# start of Reading text
Interest will not be paid on any uninvested cash payments. 

In the case of shareholders such as banks, brokers or nominees holding shares
for others who are the beneficial owners of those shares, the Plan Agent will
administer the Plan on the basis of the number of shares certified from time to
time by the shareholder of record as representing the total amount registered in
such shareholder's name and held for the account of beneficial owners who are to
participate in the Plan.

There is no charge to Plan participants for reinvesting dividends or
distributions. The Plan Agent's fees for the handling of the reinvestment of
dividends and distributions will be paid by the Trust. There will be no
brokerage charges with respect to shares issued directly by the Trust as a
result of dividends or distributions payable either in stock or in cash.
However, each participant will pay a pro rata share of brokerage commissions
incurred with respect to the Plan Agent's open market purchases in connection
with the reinvestment of dividends or distributions as well as from voluntary
cash payments. Brokerage charges for purchasing small amounts of stock for
individual accounts under the voluntary cash purchase provisions of the Plan are
expected to be less than the usual brokerage charges for individual transactions
of comparable size, because the Plan Agent will be purchasing shares for all
participants in blocks and charging to cash purchase Plan participants a pro
rated portion of the lower commissions usually obtainable on such block
purchases. The automatic reinvestment of dividends and distributions will not
relieve participants of any income tax that may be payable on such dividends or
distributions.

The Plan may be amended or terminated on 30 days written notice to the Plan
participants. All correspondence concerning the Plan should be directed to
Computershare by mail at P.O. Box 403011, Providence, RI 02940-3011, or by phone
at 1-800-426-5523.

26


BOARD CONSIDERATION AND APPROVAL OF INVESTMENT ADVISORY AGREEMENT

Section 15(c) of the Investment Company Act of 1940 (the "1940 Act") requires
that the Board of Trustees/Directors (the "Board") of the Columbia Funds (the
"Funds"), including a majority of the Trustees and Directors (collectively, the
"Trustees") who are not "interested persons" of the Trusts, as defined in the
1940 Act (the "Independent Trustees"), annually review and approve the terms of
the Funds' investment advisory agreements. At a meeting held on October 13,
2004, the Board reviewed and approved the management contracts ("Advisory
Agreement") with Columbia Management Advisors, Inc. ("CMA") for the Fund. 

At meetings held on September 23, 2004 and October 12, 2004, the Advisory Fees
and Expenses Committee (the "Committee") of the Board considered the factors
described below relating to the selection of CMA and the approval of the
Advisory Agreement. At a meeting held on October 13, 2004, the Board, including
the Independent Trustees (who were advised by their independent legal counsel),
considered these factors and reached the conclusions described below.
# end of Reading text
[Requirement A]
According to the fund report, who pays the Plan Agent's fees for handling the reinvestment of dividends and distributions?
[Requirement B]
Say whether each statement agrees with the fund report, answering yes or no and quoting the words that decide it: (i) Interest is paid on uninvested cash payments. (ii) The Plan may be amended or terminated on 30 days written notice to participants. (iii) The Board approved the Advisory Agreement at a meeting held on September 23, 2004.
[Requirement C]
Set down word for word the part of the fund report that begins at the words "Section 15(c) of" and stops after "for the Fund.".
# start of Data excerpts
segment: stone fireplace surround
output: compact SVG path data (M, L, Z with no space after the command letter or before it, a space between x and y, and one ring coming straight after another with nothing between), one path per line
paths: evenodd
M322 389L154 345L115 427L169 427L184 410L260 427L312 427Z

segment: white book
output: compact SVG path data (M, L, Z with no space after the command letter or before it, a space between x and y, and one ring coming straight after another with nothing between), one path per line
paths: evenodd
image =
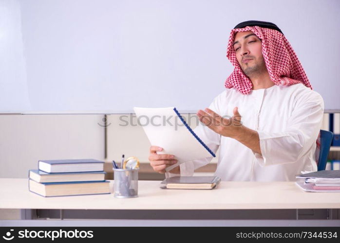
M215 154L198 138L176 108L133 107L140 124L151 145L163 148L157 154L174 156L178 162L167 168L169 172L179 164L194 159L215 157Z

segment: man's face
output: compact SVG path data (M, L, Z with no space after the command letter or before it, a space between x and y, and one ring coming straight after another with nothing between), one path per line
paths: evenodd
M249 77L266 70L262 55L261 40L252 31L237 32L234 40L236 59Z

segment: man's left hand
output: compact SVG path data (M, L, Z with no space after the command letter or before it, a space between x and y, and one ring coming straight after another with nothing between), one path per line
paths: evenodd
M234 108L234 115L230 118L224 118L213 111L206 108L197 113L200 121L215 132L224 137L236 139L242 128L241 116L238 107Z

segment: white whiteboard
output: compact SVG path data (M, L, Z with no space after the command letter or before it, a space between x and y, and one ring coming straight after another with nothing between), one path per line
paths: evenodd
M225 88L230 30L248 20L276 23L339 109L339 2L0 0L0 112L195 112Z

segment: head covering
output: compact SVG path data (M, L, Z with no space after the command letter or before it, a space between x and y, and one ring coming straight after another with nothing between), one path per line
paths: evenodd
M237 32L251 31L262 41L262 54L272 81L276 85L292 85L302 83L313 89L306 73L295 52L279 27L270 22L249 20L240 23L231 30L228 42L227 57L235 67L227 79L225 86L234 87L243 94L248 94L253 87L249 78L239 64L234 41ZM319 163L320 151L320 133L316 141L315 161Z
M302 83L313 89L295 52L282 31L269 22L250 20L239 23L231 30L227 57L234 66L225 86L235 87L243 94L248 94L253 85L245 74L236 59L233 44L237 32L252 31L262 41L262 54L270 79L276 85L291 85Z

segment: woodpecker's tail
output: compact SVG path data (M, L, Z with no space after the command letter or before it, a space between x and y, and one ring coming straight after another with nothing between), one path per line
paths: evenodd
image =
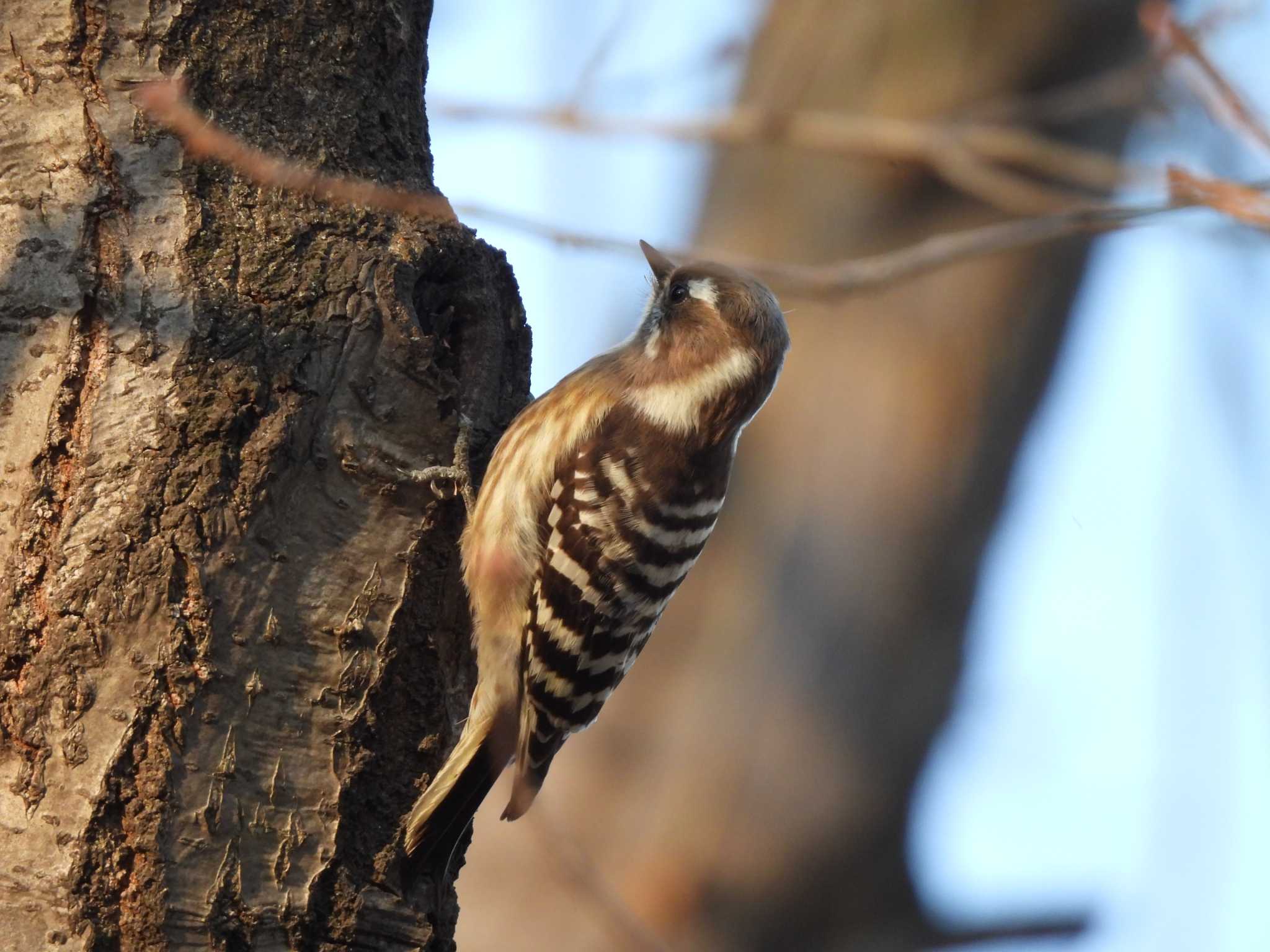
# end of Data excerpts
[Task output A]
The Trust pays them.

[Task output B]
(i) No: "Interest will not be paid on any uninvested cash payments."
(ii) Yes: "The Plan may be amended or terminated on 30 days written notice to the Plan participants."
(iii) No: "At a meeting held on October 13, 2004, the Board reviewed and approved the management contracts"

[Task output C]
Section 15(c) of the Investment Company Act of 1940 (the "1940 Act") requires
that the Board of Trustees/Directors (the "Board") of the Columbia Funds (the
"Funds"), including a majority of the Trustees and Directors (collectively, the
"Trustees") who are not "interested persons" of the Trusts, as defined in the
1940 Act (the "Independent Trustees"), annually review and approve the terms of
the Funds' investment advisory agreements. At a meeting held on October 13,
2004, the Board reviewed and approved the management contracts ("Advisory
Agreement") with Columbia Management Advisors, Inc. ("CMA") for the Fund.